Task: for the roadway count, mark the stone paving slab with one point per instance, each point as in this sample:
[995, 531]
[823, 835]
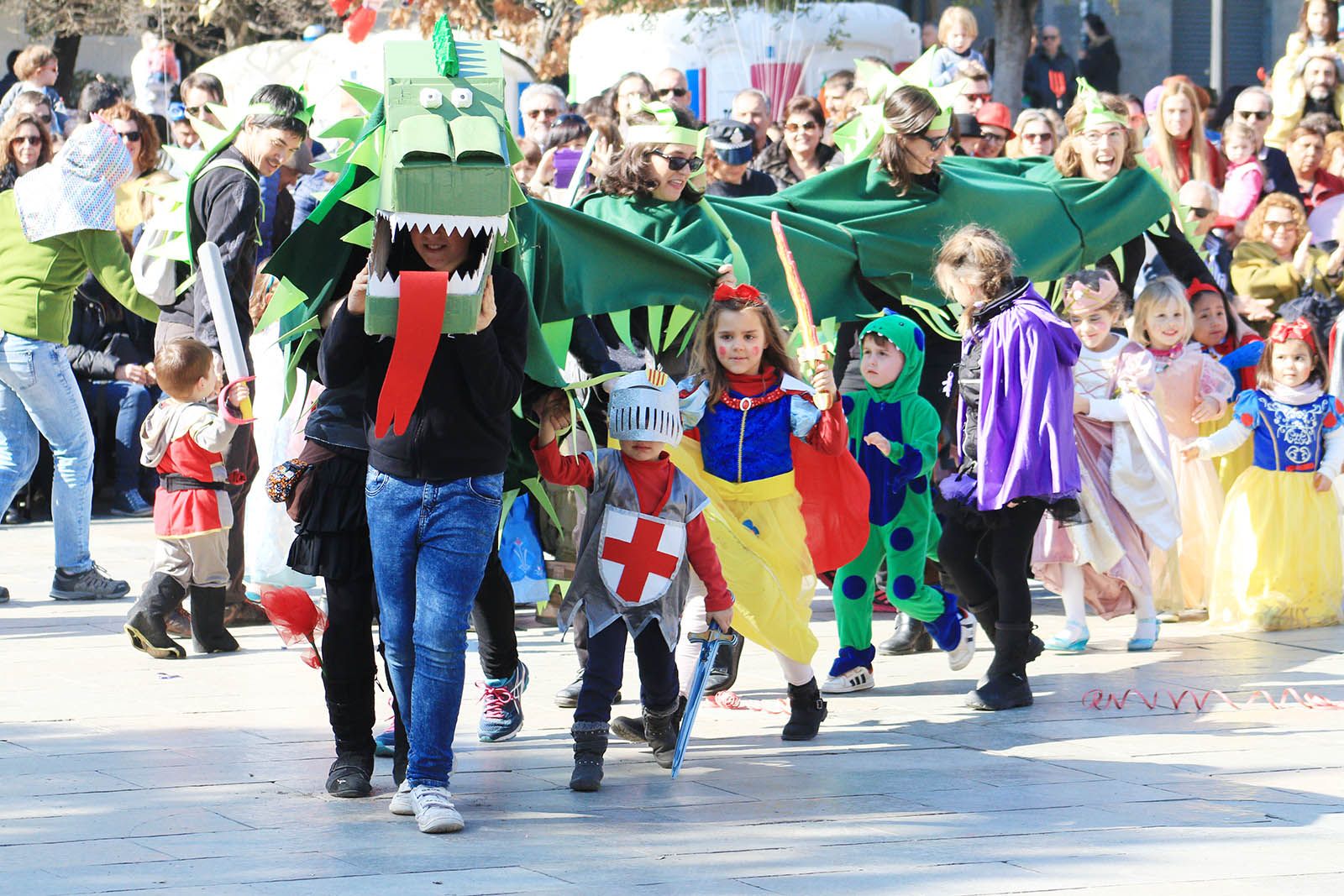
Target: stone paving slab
[123, 774]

*GOAL:* Return each line of the listing above that contains the word "slab".

*REPLY:*
Task: for the roadway count, mark the stone paving slab with one point per instance, each point as in this sample:
Target: stone paving slab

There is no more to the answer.